::: Testo di partenza :::

La co-esistenza di queste due dimensioni – antropologica ed economica – è una delle
caratteristiche fondamentali di Serge Latouche e della stessa proposta di trasformazione, una
“matrice di alternative” che arriva a toccare una varietà di temi che vanno dai valori e dai
concetti umani sino alle strutture e alle istituzioni economiche e sociali, passando per le
misure idonee ad una transazione che attui la decrescita dell’impatto ambientale e del “benavere”
per far aumentare invece il “ben-essere” e la gioia di vivere. Allo stesso tempo però, è
in questo schema marcatamente sbilanciato sulla dimensione antropologica, che vanno
inquadrati i limiti di un approccio non pienamente analitico, soprattutto da un punto di vista
economico. Nonostante questo, l’opera di Serge Latouche costituisce il punto di riferimento e
la base concettuale fondamentale per comprendere ed intraprendere il cammino verso la
decrescita economica.

:::

» **Cosa fare**: Trascrivi per intero il testo di partenza su Serge Latouche e la decrescita, senza cambiare nemmeno una parola. L'elenco qui sotto non serve.

::: Dati grezzi :::

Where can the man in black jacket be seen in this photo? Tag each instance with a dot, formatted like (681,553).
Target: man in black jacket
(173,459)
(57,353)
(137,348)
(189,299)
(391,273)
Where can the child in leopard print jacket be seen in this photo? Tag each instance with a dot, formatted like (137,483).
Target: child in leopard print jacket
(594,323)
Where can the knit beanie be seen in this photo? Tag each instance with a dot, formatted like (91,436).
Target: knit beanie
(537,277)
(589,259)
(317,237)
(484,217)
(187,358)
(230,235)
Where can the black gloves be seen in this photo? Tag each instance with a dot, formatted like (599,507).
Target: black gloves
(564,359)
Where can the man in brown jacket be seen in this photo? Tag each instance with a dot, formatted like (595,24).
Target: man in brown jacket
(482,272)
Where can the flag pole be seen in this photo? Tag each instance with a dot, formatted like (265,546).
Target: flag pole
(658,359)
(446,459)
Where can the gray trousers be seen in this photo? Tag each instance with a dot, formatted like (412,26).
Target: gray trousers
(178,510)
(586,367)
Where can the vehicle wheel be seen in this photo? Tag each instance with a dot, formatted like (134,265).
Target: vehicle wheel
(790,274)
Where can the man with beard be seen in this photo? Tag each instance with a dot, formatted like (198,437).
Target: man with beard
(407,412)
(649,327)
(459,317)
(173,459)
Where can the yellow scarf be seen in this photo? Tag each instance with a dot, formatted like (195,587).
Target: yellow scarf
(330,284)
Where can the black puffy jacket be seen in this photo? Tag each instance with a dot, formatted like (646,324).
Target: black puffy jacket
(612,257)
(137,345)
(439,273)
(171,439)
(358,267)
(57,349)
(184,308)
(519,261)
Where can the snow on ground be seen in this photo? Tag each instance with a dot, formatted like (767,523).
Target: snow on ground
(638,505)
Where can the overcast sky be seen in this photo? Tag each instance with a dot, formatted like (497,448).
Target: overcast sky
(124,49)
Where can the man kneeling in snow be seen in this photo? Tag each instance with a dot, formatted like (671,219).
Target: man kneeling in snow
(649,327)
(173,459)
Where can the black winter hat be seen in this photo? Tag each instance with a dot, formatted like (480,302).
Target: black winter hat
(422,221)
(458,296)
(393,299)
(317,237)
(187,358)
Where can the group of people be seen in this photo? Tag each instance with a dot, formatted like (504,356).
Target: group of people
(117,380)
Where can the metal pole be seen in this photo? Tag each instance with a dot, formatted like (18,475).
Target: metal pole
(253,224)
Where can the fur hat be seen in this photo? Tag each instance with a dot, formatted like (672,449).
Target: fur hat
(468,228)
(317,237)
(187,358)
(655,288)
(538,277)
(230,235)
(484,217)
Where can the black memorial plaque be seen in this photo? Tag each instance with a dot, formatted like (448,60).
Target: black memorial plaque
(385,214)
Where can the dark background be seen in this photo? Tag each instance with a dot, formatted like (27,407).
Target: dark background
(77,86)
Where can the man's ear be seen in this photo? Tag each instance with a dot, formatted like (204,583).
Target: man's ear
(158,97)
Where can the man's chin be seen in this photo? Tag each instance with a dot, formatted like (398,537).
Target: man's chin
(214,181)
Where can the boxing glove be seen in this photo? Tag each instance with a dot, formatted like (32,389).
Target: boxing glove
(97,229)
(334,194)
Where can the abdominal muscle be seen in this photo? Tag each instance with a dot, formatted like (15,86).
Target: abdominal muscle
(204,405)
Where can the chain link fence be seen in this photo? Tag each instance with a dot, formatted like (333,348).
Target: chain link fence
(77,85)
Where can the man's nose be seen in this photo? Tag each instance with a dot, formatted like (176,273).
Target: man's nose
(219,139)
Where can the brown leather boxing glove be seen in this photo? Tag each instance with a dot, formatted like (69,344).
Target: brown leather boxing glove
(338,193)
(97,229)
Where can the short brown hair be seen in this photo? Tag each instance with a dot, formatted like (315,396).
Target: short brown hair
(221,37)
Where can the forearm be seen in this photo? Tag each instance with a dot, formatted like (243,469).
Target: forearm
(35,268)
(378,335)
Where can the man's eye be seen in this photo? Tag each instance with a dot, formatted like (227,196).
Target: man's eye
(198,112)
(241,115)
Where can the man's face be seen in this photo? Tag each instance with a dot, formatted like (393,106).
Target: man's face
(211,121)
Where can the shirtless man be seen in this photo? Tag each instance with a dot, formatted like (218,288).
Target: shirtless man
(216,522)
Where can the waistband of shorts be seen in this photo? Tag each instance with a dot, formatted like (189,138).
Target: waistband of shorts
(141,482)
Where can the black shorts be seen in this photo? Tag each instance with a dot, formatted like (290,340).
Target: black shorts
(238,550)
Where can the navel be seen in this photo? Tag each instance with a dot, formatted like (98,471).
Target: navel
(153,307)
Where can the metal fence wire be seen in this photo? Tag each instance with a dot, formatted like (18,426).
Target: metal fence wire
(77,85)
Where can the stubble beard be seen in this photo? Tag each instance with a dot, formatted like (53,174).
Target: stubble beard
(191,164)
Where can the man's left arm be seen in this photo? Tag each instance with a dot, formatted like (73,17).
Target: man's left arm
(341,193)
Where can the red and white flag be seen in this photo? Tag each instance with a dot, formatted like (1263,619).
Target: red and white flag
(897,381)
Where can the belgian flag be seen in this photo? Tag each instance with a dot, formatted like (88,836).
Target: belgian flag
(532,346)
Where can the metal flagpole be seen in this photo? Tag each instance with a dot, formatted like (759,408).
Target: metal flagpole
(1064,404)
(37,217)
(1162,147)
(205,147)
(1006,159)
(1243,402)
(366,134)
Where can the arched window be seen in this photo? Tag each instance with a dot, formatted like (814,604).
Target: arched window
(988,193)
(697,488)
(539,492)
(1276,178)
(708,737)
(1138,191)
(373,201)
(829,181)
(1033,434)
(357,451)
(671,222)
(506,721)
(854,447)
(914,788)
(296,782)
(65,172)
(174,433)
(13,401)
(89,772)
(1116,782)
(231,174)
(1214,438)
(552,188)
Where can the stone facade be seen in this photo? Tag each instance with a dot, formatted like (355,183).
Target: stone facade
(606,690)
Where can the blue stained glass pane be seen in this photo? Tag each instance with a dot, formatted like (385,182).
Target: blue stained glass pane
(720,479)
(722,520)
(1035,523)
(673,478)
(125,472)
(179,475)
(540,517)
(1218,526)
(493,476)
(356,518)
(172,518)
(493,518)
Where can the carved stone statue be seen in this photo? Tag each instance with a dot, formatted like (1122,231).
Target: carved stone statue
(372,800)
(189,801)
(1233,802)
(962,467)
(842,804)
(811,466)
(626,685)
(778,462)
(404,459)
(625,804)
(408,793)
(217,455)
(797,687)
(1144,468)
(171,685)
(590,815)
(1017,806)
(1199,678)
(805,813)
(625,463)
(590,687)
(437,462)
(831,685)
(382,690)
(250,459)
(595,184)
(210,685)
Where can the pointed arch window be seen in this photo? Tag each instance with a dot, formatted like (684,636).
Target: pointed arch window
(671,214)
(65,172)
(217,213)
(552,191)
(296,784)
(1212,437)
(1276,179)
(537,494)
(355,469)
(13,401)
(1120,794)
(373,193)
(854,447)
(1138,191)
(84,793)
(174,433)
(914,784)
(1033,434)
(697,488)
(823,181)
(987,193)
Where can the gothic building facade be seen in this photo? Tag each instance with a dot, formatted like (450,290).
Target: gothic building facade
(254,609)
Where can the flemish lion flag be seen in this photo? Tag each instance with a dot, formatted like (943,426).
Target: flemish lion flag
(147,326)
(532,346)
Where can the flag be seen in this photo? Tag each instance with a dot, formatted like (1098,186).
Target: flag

:::

» **Soluzione**:
La co-esistenza di queste due dimensioni – antropologica ed economica – è una delle
caratteristiche fondamentali di Serge Latouche e della stessa proposta di trasformazione, una
“matrice di alternative” che arriva a toccare una varietà di temi che vanno dai valori e dai
concetti umani sino alle strutture e alle istituzioni economiche e sociali, passando per le
misure idonee ad una transazione che attui la decrescita dell’impatto ambientale e del “benavere”
per far aumentare invece il “ben-essere” e la gioia di vivere. Allo stesso tempo però, è
in questo schema marcatamente sbilanciato sulla dimensione antropologica, che vanno
inquadrati i limiti di un approccio non pienamente analitico, soprattutto da un punto di vista
economico. Nonostante questo, l’opera di Serge Latouche costituisce il punto di riferimento e
la base concettuale fondamentale per comprendere ed intraprendere il cammino verso la
decrescita economica.